— start —

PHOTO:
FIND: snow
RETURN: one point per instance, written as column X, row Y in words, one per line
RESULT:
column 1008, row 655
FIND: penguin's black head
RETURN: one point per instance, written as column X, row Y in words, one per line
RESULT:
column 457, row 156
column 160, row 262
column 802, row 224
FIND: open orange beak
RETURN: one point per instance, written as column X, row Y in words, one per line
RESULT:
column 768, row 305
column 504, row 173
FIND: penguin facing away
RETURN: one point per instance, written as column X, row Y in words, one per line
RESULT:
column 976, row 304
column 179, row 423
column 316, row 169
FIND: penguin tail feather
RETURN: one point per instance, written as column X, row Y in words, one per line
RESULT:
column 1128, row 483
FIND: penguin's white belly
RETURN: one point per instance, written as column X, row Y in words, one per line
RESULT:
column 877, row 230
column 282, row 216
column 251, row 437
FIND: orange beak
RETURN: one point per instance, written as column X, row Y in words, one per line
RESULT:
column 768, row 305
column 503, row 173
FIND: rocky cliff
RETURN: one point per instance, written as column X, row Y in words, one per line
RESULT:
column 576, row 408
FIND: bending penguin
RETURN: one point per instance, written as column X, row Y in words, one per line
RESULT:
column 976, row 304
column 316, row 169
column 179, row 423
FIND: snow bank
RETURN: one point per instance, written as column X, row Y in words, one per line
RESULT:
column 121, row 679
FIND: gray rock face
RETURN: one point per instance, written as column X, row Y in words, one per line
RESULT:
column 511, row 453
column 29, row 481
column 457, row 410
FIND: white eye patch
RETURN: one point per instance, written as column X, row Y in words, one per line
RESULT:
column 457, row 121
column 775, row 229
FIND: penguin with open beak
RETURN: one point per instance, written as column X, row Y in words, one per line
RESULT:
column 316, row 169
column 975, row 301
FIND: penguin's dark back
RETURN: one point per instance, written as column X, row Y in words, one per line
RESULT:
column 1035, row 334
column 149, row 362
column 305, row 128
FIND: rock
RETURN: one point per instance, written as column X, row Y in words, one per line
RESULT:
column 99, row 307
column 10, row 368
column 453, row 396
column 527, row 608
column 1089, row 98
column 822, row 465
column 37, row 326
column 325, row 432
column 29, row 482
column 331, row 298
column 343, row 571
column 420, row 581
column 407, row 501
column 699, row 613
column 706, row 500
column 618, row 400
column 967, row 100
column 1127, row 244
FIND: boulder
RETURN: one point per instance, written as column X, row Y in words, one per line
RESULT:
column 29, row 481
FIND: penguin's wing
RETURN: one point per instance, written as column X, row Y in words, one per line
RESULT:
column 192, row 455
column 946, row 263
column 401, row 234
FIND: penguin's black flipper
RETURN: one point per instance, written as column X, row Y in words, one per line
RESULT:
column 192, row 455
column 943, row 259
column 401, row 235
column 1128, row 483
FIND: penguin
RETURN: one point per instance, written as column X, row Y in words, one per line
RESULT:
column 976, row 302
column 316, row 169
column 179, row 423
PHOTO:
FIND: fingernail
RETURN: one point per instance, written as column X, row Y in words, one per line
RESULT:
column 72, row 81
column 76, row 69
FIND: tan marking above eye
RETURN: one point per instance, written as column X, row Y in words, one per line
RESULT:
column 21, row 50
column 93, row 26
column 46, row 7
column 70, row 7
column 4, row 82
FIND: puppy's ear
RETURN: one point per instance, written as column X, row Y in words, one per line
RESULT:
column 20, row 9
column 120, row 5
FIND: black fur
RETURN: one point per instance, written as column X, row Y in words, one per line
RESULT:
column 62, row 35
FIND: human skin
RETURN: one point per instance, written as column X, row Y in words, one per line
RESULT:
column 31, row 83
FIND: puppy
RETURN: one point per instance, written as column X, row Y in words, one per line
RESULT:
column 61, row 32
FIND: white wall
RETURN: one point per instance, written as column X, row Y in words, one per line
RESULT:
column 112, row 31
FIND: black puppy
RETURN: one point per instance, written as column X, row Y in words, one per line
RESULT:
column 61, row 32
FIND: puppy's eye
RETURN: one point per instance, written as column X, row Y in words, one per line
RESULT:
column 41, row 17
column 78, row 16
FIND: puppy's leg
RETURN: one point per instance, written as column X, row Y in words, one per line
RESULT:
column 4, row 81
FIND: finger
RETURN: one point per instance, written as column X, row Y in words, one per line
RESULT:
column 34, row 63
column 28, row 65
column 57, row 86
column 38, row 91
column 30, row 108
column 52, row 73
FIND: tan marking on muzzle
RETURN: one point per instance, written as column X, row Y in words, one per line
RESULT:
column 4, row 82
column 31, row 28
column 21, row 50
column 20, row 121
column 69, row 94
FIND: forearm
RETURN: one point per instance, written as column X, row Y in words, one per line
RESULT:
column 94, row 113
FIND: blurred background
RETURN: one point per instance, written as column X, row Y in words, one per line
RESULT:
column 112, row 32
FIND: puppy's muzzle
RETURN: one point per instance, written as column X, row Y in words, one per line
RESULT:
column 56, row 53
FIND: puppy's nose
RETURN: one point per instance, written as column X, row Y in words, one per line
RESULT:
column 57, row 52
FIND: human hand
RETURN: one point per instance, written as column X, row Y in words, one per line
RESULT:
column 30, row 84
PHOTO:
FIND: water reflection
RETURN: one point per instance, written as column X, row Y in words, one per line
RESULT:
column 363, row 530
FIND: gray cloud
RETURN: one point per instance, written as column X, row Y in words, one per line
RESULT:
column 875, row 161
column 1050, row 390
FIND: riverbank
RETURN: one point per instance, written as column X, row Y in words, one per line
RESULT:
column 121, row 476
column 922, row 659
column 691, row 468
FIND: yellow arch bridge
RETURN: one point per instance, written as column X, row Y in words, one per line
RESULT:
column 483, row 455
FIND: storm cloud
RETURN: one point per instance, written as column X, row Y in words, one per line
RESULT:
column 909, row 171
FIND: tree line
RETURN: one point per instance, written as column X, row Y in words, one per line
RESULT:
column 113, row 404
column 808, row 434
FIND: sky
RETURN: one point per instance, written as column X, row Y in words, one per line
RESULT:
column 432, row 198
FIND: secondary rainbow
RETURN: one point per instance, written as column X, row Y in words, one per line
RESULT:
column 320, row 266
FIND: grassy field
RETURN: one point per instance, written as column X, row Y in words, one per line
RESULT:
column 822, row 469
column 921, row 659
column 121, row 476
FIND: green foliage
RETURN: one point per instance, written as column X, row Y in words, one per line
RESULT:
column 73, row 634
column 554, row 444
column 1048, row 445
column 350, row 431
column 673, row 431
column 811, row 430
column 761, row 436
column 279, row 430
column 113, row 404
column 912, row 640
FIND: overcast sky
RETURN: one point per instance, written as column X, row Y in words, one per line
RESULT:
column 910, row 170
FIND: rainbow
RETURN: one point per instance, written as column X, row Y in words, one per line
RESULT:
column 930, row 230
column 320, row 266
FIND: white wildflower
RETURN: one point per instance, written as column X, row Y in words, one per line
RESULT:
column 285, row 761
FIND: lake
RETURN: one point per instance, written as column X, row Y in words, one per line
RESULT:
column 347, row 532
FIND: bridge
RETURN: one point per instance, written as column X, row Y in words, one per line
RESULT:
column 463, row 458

— end —

**Written task**
Only the lines from the one that contains "FIND: overcast sky" through the last line should be repeated, each exactly as it stands, with both ends included.

**Solved exercise**
FIND: overcast sky
RETURN: one point per instance, written as column X, row Y in words, one per line
RESULT:
column 910, row 170
FIND: rainbow
RETURN: one point per instance, written as column X, row Y in words, one per line
RESULT:
column 930, row 230
column 320, row 266
FIND: white wildflower
RETURN: one point per instance, written as column X, row Y in words, one per line
RESULT:
column 285, row 761
FIND: lake
RETURN: one point per instance, written as column X, row Y in words, one per line
RESULT:
column 347, row 532
FIND: bridge
RETURN: one point per instance, written as column X, row Y in words, one per line
RESULT:
column 463, row 458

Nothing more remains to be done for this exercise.